-- start of STORED ROWS --
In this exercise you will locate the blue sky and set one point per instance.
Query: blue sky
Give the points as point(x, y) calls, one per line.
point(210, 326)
-- end of STORED ROWS --
-- start of STORED ROWS --
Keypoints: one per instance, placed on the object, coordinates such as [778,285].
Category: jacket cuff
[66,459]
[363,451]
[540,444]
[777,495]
-- end of STORED ROWS --
-- start of STORED ROWS --
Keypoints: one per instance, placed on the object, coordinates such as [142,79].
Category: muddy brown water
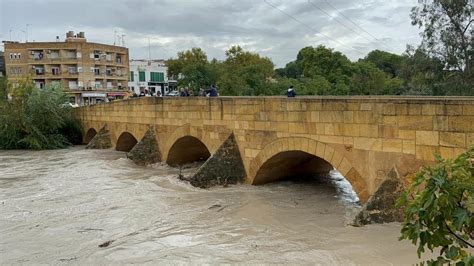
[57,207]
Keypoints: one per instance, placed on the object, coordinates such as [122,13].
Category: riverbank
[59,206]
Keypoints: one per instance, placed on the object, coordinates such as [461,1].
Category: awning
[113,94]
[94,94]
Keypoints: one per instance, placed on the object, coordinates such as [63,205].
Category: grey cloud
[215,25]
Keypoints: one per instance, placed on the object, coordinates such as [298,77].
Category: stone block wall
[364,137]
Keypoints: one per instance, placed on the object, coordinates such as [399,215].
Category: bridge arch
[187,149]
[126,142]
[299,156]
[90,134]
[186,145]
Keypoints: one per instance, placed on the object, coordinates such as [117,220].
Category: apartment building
-- end of STORED ROWS --
BRIEF ->
Can you switch "blue sky" to "overcast sky" everywhere in the lines from the one containing "In this exercise" through the one containing "point(210, 326)", leaving everything else unchanged, and return only those lines?

SOLUTION FOR THIS PROBLEM ->
In this exercise you will locate the overcast sky and set one point per instance.
Query: overcast sky
Give the points as point(x, y) calls, one per line.
point(210, 326)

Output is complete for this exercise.